I want to thank you, Senator Barbara Mikulski, for being the first
member of Congress to talk to me about the digital divide. And once I
realized you were interested in it, I stopped worrying about whether we
would address it -- (laughter) -- because no one will ever say "no" to
the Senate's spark plug of energy. I want to thank Secretary Herman for
her support. And, Secretary Glickman, thank you for being here. Harris
Wofford, the leader of our national service movement; and Gene Sperling,
my National Economic Advisor, who has pushed this whole digital divide
issue so passionately.
I want to thank the members of Congress who are here. Over to my
left, Senator John Breaux, my neighbor, from the Mississippi Delta,
where we are very interested in the potential of the computer and the
Internet. And we just had a large delegation of House members that have
come in -- they've been voting and I'm glad they're here. I hope I have
all their names, but I'd like to introduce them: Representative Maxine
Waters, Representative Bart Stupak, Representative Ellen Tauscher,
Representative Lucille Roybal-Allard, Representative Silvestre Reyes,
Representative John Larson, Representative Eddie Bernice Johnson,
Representative Zoe Lofgren, Representative Ruben Hinojosa. Thank you
all for being here. (Applause.) Did I get everybody? Thank you. And
Elijah Cummings, from Maryland -- he's on the front row.
I'd also like to thank Governor Angus King, from Maine, for being
here. He is working to create an endowment fund in Maine to provide
portable computers and Internet access to all 7th graders, so they can
actually be taken home.
There are many other distinguished Americans here who have worked
on this. Bob Johnson, the head of BET, thank you for being here. And I
want to acknowledge the presence of former Governor of West Virginia,
Gaston Caperton, now the head of the College Board. West Virginia,
under his leadership, was the first state to provide computer access to
all elementary school students. So we're glad to have you here, sir.
And I thank you all for being here.
I want to talk about what we're doing now as we set the stage for
the administration's third New Markets tour, which will begin in the
week of April the 16th. But before I begin, I would like to acknowledge
two very important developments yesterday in America's ongoing fight to
protect our children from the dangers of guns falling into the hands of
criminals and children -- one of them in Senator Mikulski's home state
of Maryland.
# # # #
#### Task directions:
Continue the digital divide speech from the point where it stops.

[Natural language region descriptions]
# # # #
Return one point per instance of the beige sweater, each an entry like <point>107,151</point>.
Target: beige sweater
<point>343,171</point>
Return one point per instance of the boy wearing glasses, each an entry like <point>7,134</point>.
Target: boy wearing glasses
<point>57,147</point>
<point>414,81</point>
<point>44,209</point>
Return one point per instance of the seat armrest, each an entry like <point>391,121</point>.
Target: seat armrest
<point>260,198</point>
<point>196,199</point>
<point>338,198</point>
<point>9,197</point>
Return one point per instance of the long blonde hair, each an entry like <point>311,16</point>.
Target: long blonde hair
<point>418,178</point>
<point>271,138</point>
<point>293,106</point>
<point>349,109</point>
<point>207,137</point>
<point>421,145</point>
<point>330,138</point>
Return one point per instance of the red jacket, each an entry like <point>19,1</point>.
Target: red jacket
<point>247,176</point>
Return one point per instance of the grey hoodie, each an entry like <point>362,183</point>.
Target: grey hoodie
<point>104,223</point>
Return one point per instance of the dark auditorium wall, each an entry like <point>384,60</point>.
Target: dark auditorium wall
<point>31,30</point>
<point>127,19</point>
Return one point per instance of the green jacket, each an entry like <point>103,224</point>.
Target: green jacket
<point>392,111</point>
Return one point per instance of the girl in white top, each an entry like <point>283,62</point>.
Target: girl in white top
# # # #
#### Task output:
Last night I called Governor Glendenning and Lieutenant Governor
Kathleen Kennedy Townsend to congratulate them and the Maryland
Legislature for passing legislation requiring built-in child safety
locks on new handguns, ballistics testing for new guns, and safety
training for gun purchasers. And yesterday, Massachusetts began
enforcing tougher consumer product safety rules, banning junk guns and
requiring trigger locks. Next week, I'm going out to Colorado to
support a citizen ballot initiative there that would close the gun show
loophole.
These are all great efforts, and I think it's worth pointing out
that they are bipartisan efforts in these states. (Applause.)
Colorado, for example, Republican registration has gone up in the last
six or seven years, and this ballot initiative today is overwhelmingly
in the lead on the ballot. So this should not be a partisan issue in
Washington, D.C. if it is not a partisan issue in the rest of the
country.
And again, I say, I challenge the Congress to send me the
common-sense gun safety legislation by April 20th, the anniversary of
the Columbine tragedy. We have to close the gun show loophole and
require child safety locks and ban the importation of large-scale
ammunition clips that make our assault weapons ban a mockery. It
requires national legislation, as well. So congratulations to Maryland
and Massachusetts, and I thank the people in Colorado, but we still have
to do our job here.
Now, I cannot imagine a better place for us to kick off our next
chapter in the New Markets effort than here in the East Room -- for it
was in this very room nearly two centuries ago that Thomas Jefferson and
his personal aide, Meriwether Lewis, laid maps on this floor to chart
the Lewis & Clark expedition.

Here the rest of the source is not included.